- WHAT IS ASKED: Please rescale the entries from the line with "of the paved" to the final line of the entries, both ends included. Write out every one of those lines, with each point coordinate in the answers multiplied by 1.25 and rounded to a whole number (halves round up), and leave all other text unchanged.

[START]

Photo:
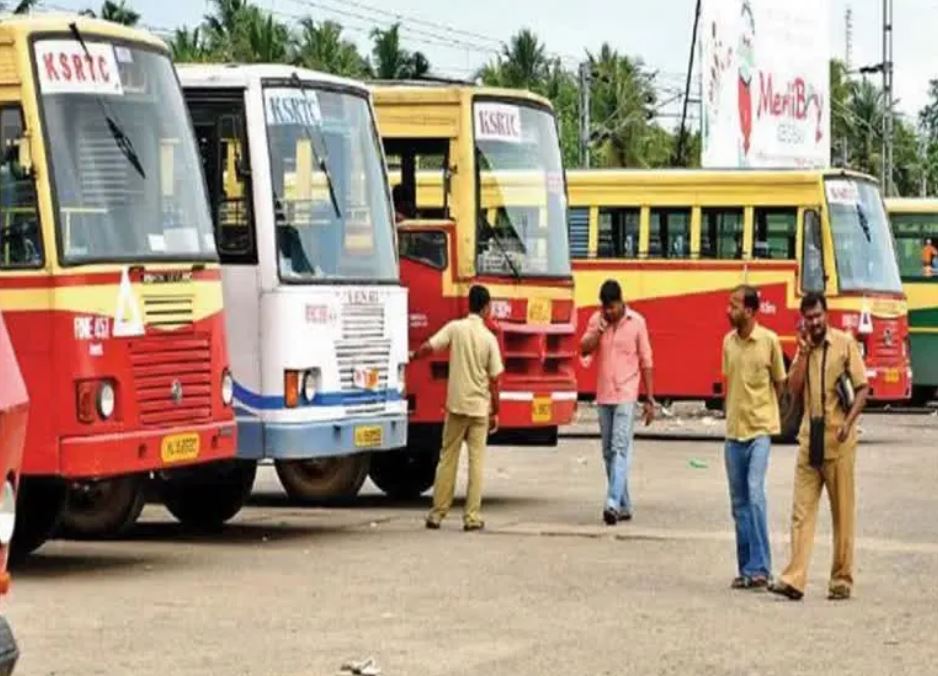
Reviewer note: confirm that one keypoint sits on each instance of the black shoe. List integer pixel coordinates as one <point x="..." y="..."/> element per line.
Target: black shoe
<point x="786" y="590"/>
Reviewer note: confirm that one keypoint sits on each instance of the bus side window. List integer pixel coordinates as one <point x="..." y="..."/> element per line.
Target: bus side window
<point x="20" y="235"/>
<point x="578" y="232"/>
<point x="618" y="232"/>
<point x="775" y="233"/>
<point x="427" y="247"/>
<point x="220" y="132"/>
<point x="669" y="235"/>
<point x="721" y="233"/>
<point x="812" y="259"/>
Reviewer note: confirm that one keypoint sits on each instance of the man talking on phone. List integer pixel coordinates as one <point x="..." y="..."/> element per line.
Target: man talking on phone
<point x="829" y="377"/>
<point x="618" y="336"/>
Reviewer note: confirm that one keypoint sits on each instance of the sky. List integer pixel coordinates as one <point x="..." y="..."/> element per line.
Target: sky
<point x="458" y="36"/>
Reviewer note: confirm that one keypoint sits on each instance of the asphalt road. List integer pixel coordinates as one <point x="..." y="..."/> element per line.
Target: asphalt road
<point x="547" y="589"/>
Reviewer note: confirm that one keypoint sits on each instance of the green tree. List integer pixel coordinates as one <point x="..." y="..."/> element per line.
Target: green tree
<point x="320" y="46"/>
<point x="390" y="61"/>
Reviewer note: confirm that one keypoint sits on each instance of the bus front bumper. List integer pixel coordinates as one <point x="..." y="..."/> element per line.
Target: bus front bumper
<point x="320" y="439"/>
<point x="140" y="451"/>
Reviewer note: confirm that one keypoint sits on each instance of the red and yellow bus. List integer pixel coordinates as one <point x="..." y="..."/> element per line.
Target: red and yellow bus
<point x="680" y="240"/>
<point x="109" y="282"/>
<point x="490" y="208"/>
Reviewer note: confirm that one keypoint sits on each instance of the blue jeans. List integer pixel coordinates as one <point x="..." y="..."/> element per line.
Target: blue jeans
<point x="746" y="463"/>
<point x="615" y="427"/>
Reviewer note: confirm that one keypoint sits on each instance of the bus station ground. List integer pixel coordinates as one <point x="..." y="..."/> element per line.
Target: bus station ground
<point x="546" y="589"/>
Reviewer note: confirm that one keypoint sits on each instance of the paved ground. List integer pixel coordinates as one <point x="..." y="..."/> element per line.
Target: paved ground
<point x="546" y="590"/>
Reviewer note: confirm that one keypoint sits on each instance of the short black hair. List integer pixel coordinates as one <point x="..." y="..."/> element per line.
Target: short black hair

[END]

- EXERCISE OUTPUT:
Reviewer note: confirm that one keypoint sits on each instance of the paved ground. List integer pixel coordinates as one <point x="..." y="..."/> element per line.
Target: paved ground
<point x="683" y="738"/>
Reviewer note: confirm that one keypoint sits on each instance of the short black hair. List integer pixel coordinates as one <point x="..." y="..."/> element per line.
Target: short black hair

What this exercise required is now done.